§ DATA FOR THIS EXERCISE
□ □ □ □

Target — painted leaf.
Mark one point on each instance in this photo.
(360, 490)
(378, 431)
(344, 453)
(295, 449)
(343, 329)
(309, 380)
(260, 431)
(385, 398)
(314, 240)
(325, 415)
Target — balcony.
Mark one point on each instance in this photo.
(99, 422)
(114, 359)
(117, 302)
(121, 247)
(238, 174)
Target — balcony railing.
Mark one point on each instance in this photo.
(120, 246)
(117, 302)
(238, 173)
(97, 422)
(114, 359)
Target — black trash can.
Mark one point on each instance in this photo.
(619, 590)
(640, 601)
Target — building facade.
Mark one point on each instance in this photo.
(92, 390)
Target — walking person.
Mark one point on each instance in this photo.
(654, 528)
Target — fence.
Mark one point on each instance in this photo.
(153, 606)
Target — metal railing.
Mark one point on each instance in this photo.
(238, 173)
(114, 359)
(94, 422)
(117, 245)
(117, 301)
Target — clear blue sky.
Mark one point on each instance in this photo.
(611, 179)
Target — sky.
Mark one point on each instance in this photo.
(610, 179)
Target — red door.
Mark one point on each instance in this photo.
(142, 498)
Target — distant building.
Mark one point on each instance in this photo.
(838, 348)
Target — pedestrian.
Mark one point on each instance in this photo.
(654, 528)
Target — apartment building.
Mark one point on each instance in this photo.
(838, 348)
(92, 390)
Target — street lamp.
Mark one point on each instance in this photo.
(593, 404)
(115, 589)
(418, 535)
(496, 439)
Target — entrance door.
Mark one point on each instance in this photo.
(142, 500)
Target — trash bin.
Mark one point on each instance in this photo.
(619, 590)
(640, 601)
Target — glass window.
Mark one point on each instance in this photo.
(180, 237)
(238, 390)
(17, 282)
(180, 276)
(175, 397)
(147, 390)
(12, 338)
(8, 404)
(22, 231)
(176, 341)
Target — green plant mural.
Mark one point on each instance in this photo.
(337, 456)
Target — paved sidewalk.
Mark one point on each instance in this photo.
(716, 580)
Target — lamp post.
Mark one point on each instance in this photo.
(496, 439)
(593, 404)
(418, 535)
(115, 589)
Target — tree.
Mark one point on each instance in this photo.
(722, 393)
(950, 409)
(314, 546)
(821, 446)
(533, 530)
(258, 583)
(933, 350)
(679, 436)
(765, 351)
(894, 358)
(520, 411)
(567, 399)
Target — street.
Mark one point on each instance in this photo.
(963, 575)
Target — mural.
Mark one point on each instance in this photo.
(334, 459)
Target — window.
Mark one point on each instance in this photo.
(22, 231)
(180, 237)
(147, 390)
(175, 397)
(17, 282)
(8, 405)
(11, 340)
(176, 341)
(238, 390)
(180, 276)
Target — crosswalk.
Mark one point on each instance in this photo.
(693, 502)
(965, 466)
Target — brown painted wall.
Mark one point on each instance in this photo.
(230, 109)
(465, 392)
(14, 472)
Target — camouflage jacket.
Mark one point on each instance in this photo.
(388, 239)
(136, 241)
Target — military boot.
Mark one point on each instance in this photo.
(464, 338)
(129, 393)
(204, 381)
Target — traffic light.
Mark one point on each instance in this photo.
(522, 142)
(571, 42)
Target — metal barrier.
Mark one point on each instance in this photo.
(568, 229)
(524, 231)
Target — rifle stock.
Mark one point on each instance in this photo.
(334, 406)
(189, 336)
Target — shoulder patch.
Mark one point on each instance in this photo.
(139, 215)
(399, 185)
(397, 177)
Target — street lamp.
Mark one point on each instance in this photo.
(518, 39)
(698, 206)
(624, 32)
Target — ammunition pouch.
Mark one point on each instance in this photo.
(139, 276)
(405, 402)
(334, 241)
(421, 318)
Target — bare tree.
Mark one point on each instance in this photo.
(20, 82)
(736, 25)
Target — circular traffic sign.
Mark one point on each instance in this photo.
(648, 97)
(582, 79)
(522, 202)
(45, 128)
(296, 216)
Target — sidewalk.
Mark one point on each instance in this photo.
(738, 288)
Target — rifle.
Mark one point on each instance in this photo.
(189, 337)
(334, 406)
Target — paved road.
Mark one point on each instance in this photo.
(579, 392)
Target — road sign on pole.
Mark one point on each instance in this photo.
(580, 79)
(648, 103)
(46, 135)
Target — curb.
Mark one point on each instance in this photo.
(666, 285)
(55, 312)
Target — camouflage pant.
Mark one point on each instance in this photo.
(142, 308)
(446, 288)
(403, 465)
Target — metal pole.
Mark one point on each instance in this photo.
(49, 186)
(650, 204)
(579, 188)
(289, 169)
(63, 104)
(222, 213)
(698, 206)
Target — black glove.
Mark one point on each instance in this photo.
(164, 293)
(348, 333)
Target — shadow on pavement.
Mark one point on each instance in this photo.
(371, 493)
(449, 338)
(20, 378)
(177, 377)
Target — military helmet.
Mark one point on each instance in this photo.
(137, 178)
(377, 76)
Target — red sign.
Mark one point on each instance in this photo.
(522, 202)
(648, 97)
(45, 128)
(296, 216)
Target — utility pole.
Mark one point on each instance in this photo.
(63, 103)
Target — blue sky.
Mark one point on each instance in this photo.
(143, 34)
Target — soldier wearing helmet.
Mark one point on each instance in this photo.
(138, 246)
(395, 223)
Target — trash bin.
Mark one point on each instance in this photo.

□ □ □ □

§ WHAT TO PRODUCE
The material above is to be transcribed in full, exactly as it appears.

§ SOLUTION TO THE EXERCISE
Target — painted leaf.
Mark one point on each instance in this photo.
(360, 490)
(378, 431)
(344, 453)
(295, 449)
(343, 329)
(309, 380)
(260, 431)
(385, 398)
(314, 240)
(325, 415)
Target — balcony.
Mark one point on each instance in this photo.
(99, 422)
(114, 359)
(117, 302)
(121, 247)
(238, 174)
Target — balcony railing.
Mark one point on each instance in this photo.
(120, 246)
(117, 302)
(238, 173)
(97, 422)
(114, 359)
Target — black trash can.
Mark one point on each instance in this photo.
(619, 590)
(640, 601)
Target — building facade.
Mark one point on each instance in this photo.
(92, 390)
Target — walking person.
Mark one point on each instance in this photo.
(654, 528)
Target — fence.
Mark one point on each instance in this photo.
(153, 606)
Target — metal railing.
Mark one point on each instance in this photo.
(238, 173)
(114, 359)
(94, 422)
(117, 245)
(117, 301)
Target — clear blue sky.
Mark one point on each instance in this photo.
(611, 179)
Target — sky.
Mark one point on each instance in this photo.
(610, 179)
Target — red door.
Mark one point on each instance in this photo.
(142, 498)
Target — distant building.
Mark one point on each instance in this photo.
(838, 348)
Target — pedestrian.
Mark one point on each instance in this photo.
(654, 528)
Target — apartment building.
Mark one point on each instance in this photo.
(838, 348)
(92, 390)
Target — street lamp.
Mark one point on each instance in this photo.
(593, 404)
(115, 589)
(418, 535)
(496, 439)
Target — entrance door.
Mark one point on each instance in this photo.
(142, 500)
Target — trash bin.
Mark one point on each instance in this photo.
(619, 590)
(640, 601)
Target — glass window.
Mark one point on each instance in this photo.
(180, 237)
(238, 390)
(17, 282)
(180, 276)
(175, 397)
(147, 390)
(12, 338)
(8, 404)
(22, 231)
(176, 341)
Target — green plant mural.
Mark one point on each instance in this photo.
(337, 456)
Target — paved sidewalk.
Mark one point on each instance in this photo.
(716, 580)
Target — lamp post.
Mark one point on each instance in this photo.
(496, 439)
(593, 404)
(418, 535)
(115, 589)
Target — tree.
Mark one point on each instance in this photo.
(722, 393)
(950, 409)
(314, 546)
(821, 446)
(533, 530)
(258, 583)
(933, 350)
(679, 436)
(765, 351)
(894, 358)
(520, 411)
(567, 399)
Target — street.
Mark one point on each instance in this photo.
(963, 575)
Target — mural.
Mark one point on each instance in this photo.
(334, 459)
Target — window.
Mark one point on each instance in this photo.
(22, 231)
(180, 237)
(147, 390)
(175, 397)
(17, 282)
(8, 405)
(11, 340)
(176, 341)
(238, 390)
(180, 276)
Target — crosswalk.
Mark one point on each instance in this photo.
(693, 502)
(965, 466)
Target — brown painted wall.
Mark one point on each instance in this photo.
(230, 109)
(465, 392)
(14, 472)
Target — camouflage jacket.
Mark one point on each instance in this photo.
(388, 239)
(136, 241)
Target — military boot.
Mark one point on each instance in this photo.
(464, 338)
(129, 393)
(204, 381)
Target — traffic light.
Mark one point on each instance in this photo.
(522, 142)
(571, 42)
Target — metal barrier.
Mark one point on each instance in this photo.
(568, 229)
(524, 231)
Target — rifle stock.
Mark one point on each instance in this photo.
(334, 406)
(189, 336)
Target — shoulder patch.
Mark one point on each instance in this photo.
(139, 215)
(399, 185)
(397, 177)
Target — street lamp.
Mark one point on each instance in this photo.
(518, 39)
(698, 206)
(624, 32)
Target — ammunition pouch.
Mark one point on each instance in this photo.
(139, 276)
(405, 402)
(334, 241)
(421, 318)
Target — bare tree.
Mark one point on each instance in this photo.
(20, 82)
(736, 25)
Target — circular traffic sign.
Mark one point on each instance in this photo.
(648, 97)
(582, 79)
(522, 202)
(45, 128)
(296, 216)
Target — sidewalk.
Mark one point on each instance in this photo.
(738, 288)
Target — rifle.
Mark one point on each instance in this photo.
(189, 337)
(334, 406)
Target — paved road.
Mark one point on each instance in this photo.
(579, 392)
Target — road sign on pole.
Mark one point on each instance in this photo.
(580, 79)
(648, 103)
(46, 135)
Target — curb.
Mark one point on each instance in this photo.
(666, 285)
(55, 312)
Target — camouflage pant.
Mark one point on each instance in this photo.
(142, 308)
(446, 288)
(403, 465)
Target — metal pole.
Mark one point on each instance in this photo.
(49, 186)
(650, 204)
(579, 188)
(289, 169)
(63, 104)
(222, 213)
(698, 206)
Target — black glove.
Mark one point on each instance in this photo.
(164, 293)
(348, 333)
Target — shadow on pavement.
Mark one point on each instance in this photo.
(371, 493)
(449, 338)
(20, 378)
(177, 377)
Target — military helmet.
Mark one point on each instance in this photo.
(137, 178)
(377, 76)
Target — red sign.
Mark one point on each instance in this photo.
(522, 202)
(648, 97)
(45, 128)
(296, 216)
Target — utility pole.
Mark one point on each instance in this photo.
(63, 103)
Target — blue sky.
Mark one point on each instance in this photo.
(143, 34)
Target — soldier wearing helmet.
Mark one point on each instance in this photo.
(138, 246)
(395, 223)
Target — trash bin.
Mark one point on each instance in this photo.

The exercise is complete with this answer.